**What to do:**
- 1) In the text about the PGH lobby paintings, in what year did the National Museum take down the panels for restoration?
- 2) List every historical period that the text about the PGH lobby paintings says Botong Francisco's series depicts.
- 3) Reproduce word for word the part of the text about the PGH lobby paintings between "Not by Botong: The" and "the darn thing.", inclusive.
══ Excerpt to read
I was at the PGH last night because I wanted to capture the portals I had submitted that have gone live this past week. But because I had somewhere else to go, I wasn't able to go inside to reach the hallway murals. I stayed at the flagpole area and the lobby.
There were five murals inside. A hospital lobby isn't really the best place to stand back and admire those murals. There were too many distressed people worrying about the state of their loved ones. I didn't really have the heart to make them move to the side so I could take full detailed photos for portal subs. But a closer inspection lead me to a marker in between one of the panels which said that the murals were by Carlos Botong Francisco. Yes, the National Artist Botong Francisco.
I knew two have already been submitted as portals: Awit ng Maharlika and Ang Albularyo The Healer. I had a renewed appreciation for them, as well as the other three.
This morning, when I checked out information about the murals online, I found out that only 4 of those 5 murals belonged to the original series by Botong Francisco called “The Progress of Medicine in the Philippines." The oil on canvas measured 2.92 meters by 2.76 and
"depict the history and development of medicine in the country from the pre-colonial period, the Spanish colonial period, the American Occupation era, and the modern era of the 1950s."
First, a correction from art expert Ana Labrador: Because the paintings are oil on canvas and not made directly on the wall, they are properly called paintings, NOT murals. “Murals are defined as paintings done directly on the wall and have been conceived as integral to the architecture. These paintings are not murals since they have been commissioned in 1953, 43 years after the PGH opened to the public." Given the number of people who pass through the PGH lobby, the paintings have probably been seen by millions. But distressed patients aside, the paintings were also “the least written about of all the artistic works of Carlos V. Francisco."
Photo from Dr. Rico Quimbo's Flickr. |
But all the years of humidity and thick crowds have lead to the paintings being as distressed as the patients there. So in 2007, the National Museum stepped in and took down the panels for restoration, which was funded through a cultural preservation grant from US Ambassador Kristie Kenney. They had a photographer make reproductions and that's what we now see in the PGH lobby. Meanwhile, the original panels are now in the National Museum.
The restored paintings at the National Museum. Photo by Buen Calubayan from the GMA online article. |
If only four of the panels are by Botong, that means that the fifth panel, the green one, has been added much later. I'm no art expert and couldn't identify paintings by artist on sight, but somehow that last painting was different from the others. It was probably added to "continue" the story of medicine in the Philippines since Botong's ended in the 1950s. The question now is: Who made that last panel?
Not by Botong: The mysterious fifth panel. |
Of course, if it's only for Ingress portal submission purposes, I doubt that the casual player or NIA Ops would ask for the painter or a portal would be more valuable because it was by a National Artist. But if you're a geek like me, one of the joys of playing Ingress has to do with "accidental" learning about things like history and public art. The itch of not knowing would be there to scratch until you learn for sure who made the darn thing.
════
══ Record excerpts
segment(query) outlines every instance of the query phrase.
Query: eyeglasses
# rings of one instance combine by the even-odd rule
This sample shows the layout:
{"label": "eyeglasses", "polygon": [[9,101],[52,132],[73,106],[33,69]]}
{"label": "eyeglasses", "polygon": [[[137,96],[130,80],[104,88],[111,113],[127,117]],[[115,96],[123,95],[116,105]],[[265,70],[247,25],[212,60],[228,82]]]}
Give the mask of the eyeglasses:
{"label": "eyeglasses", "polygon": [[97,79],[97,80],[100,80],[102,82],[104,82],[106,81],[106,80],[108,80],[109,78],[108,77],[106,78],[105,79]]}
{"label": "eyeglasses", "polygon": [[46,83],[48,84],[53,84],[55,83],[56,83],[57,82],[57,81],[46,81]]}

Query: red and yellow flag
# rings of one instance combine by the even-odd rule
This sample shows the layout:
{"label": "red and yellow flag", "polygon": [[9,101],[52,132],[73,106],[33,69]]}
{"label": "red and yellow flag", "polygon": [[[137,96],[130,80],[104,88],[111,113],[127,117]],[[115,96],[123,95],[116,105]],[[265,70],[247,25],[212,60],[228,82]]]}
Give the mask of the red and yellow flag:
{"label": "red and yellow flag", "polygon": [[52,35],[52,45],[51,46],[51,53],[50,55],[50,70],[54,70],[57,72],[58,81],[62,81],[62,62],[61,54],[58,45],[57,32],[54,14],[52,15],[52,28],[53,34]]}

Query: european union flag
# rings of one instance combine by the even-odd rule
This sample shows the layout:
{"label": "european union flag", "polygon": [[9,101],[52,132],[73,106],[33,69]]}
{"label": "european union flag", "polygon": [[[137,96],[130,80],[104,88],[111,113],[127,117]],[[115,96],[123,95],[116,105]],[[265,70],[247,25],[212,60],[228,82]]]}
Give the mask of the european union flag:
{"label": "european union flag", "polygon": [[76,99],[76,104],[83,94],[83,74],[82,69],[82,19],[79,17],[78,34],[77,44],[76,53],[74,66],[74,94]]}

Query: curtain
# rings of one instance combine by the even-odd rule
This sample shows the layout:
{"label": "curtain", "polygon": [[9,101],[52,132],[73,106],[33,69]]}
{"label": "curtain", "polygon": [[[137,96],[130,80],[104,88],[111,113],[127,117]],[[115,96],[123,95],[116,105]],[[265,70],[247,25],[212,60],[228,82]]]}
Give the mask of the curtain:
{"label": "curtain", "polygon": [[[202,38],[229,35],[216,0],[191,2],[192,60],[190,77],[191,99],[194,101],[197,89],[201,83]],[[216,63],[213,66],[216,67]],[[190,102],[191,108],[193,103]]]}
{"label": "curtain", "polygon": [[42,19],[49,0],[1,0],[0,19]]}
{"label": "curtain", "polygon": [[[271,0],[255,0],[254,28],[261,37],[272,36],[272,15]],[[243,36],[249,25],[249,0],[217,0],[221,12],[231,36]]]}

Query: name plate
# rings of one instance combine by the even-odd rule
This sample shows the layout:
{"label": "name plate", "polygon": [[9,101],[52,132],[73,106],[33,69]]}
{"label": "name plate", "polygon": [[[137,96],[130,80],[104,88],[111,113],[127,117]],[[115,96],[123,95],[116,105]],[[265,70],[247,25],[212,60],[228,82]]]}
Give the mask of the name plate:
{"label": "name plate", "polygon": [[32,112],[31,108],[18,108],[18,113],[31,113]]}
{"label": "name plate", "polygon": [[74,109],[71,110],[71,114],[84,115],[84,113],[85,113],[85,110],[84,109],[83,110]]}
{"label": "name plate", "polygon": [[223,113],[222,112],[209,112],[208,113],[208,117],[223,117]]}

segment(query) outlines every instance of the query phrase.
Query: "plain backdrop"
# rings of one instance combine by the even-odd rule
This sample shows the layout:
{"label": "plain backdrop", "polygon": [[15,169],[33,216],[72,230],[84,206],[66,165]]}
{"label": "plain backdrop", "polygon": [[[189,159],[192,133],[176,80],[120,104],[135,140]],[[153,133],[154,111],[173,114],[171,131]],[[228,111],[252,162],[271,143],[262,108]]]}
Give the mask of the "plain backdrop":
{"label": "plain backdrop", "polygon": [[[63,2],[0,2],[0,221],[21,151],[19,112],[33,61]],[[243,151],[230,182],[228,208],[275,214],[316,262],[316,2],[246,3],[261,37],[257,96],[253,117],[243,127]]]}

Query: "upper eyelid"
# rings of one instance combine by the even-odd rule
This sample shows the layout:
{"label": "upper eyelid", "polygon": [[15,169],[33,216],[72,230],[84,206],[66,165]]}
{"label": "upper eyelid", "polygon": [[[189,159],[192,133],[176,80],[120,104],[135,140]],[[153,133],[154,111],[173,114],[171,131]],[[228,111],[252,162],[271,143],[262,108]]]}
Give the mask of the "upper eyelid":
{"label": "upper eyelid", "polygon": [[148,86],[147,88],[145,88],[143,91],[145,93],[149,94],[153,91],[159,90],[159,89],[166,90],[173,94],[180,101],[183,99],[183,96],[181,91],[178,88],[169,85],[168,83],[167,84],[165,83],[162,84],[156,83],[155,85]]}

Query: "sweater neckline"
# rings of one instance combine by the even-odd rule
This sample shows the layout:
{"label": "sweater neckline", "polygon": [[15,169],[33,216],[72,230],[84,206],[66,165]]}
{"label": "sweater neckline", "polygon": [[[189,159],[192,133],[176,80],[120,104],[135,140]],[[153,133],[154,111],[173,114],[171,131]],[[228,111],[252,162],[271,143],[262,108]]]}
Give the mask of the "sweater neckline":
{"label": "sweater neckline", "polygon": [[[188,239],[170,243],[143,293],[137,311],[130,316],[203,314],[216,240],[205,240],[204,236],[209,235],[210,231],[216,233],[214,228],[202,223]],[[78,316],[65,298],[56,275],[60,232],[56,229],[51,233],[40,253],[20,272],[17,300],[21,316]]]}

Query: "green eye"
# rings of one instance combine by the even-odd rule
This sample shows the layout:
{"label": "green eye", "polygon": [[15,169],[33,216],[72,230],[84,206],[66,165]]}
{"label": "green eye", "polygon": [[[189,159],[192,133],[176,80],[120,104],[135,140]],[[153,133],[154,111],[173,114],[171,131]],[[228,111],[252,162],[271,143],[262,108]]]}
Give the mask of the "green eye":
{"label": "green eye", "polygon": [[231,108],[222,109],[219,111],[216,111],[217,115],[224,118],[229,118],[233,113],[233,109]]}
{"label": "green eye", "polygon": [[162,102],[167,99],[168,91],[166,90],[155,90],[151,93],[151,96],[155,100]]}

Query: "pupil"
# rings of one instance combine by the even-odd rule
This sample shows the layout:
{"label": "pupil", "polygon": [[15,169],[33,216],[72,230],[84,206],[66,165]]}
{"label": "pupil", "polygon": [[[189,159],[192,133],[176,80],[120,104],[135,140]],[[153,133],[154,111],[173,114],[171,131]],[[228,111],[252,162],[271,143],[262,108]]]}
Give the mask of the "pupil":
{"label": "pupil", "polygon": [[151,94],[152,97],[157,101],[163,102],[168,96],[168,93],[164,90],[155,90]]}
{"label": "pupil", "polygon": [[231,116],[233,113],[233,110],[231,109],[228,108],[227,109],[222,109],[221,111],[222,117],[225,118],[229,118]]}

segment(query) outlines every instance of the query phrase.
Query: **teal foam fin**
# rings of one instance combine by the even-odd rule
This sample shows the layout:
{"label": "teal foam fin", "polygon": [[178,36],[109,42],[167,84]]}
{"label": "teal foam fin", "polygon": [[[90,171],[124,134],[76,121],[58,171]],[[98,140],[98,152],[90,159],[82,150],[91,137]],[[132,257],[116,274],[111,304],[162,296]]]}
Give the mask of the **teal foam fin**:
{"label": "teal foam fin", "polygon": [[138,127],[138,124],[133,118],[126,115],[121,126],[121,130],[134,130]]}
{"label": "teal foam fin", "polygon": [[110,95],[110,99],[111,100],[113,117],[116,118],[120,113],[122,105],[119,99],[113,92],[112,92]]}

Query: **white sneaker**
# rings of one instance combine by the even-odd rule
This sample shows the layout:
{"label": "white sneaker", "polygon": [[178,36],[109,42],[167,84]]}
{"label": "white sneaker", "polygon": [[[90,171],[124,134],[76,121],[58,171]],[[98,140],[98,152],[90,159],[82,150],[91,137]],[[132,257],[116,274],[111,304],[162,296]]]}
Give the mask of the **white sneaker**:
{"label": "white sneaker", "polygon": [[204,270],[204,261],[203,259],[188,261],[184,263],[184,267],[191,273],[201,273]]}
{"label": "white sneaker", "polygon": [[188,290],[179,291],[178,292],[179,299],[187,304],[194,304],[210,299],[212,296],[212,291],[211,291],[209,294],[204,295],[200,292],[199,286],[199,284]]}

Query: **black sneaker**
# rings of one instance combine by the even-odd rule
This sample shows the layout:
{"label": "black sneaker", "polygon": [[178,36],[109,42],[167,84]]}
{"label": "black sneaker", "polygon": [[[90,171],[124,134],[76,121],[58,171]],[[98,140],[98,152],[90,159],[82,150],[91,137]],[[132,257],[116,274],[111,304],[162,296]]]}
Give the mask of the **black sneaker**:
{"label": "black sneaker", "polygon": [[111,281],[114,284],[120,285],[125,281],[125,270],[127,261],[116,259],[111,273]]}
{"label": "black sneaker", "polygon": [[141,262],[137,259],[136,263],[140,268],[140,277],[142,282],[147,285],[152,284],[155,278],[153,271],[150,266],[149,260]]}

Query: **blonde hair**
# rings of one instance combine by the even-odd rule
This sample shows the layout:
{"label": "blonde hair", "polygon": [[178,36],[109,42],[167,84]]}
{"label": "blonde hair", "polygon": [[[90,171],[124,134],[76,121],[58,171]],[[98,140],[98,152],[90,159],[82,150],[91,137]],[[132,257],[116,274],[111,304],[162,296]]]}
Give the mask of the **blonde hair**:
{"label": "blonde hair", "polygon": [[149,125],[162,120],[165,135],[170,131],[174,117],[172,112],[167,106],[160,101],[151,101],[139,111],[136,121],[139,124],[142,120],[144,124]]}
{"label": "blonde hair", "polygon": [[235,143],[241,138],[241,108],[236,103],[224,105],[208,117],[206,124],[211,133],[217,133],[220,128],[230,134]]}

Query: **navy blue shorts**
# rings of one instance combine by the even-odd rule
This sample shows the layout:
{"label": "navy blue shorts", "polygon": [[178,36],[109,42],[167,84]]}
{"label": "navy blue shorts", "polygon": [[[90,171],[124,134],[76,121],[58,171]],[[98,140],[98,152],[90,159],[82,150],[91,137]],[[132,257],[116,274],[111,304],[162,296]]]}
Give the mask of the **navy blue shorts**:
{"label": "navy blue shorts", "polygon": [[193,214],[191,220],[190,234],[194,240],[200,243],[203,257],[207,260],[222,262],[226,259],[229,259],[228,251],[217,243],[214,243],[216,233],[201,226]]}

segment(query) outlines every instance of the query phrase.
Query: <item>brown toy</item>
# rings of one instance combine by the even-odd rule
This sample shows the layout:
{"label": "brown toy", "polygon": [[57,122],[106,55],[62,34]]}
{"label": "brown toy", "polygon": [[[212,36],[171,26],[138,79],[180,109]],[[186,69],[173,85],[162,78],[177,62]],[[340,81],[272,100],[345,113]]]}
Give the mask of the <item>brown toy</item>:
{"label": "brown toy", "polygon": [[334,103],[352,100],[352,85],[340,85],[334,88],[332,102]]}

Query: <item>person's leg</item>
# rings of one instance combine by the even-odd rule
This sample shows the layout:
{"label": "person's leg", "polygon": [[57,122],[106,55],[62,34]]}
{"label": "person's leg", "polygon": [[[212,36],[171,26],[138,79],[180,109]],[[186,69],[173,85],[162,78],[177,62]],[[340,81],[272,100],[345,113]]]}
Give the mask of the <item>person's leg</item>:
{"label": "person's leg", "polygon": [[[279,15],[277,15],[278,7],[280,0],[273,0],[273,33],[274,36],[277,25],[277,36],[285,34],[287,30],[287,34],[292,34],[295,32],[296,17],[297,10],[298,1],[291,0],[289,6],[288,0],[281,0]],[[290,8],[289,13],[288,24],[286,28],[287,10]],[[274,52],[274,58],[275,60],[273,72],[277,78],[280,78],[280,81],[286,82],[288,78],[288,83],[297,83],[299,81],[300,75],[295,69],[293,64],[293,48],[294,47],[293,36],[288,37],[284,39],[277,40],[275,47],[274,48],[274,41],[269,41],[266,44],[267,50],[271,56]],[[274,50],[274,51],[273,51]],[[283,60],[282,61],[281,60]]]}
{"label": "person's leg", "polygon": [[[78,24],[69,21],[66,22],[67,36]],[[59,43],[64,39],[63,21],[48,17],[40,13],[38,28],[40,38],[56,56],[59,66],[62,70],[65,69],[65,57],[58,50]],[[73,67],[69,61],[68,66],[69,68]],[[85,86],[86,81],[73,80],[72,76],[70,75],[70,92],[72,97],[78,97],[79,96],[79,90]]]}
════
**Answers for this exercise:**
- 1) 2007

- 2)
- The pre-colonial period
- The Spanish colonial period
- The American Occupation era
- The modern era of the 1950s

- 3)
Not by Botong: The mysterious fifth panel. |
Of course, if it's only for Ingress portal submission purposes, I doubt that the casual player or NIA Ops would ask for the painter or a portal would be more valuable because it was by a National Artist. But if you're a geek like me, one of the joys of playing Ingress has to do with "accidental" learning about things like history and public art. The itch of not knowing would be there to scratch until you learn for sure who made the darn thing.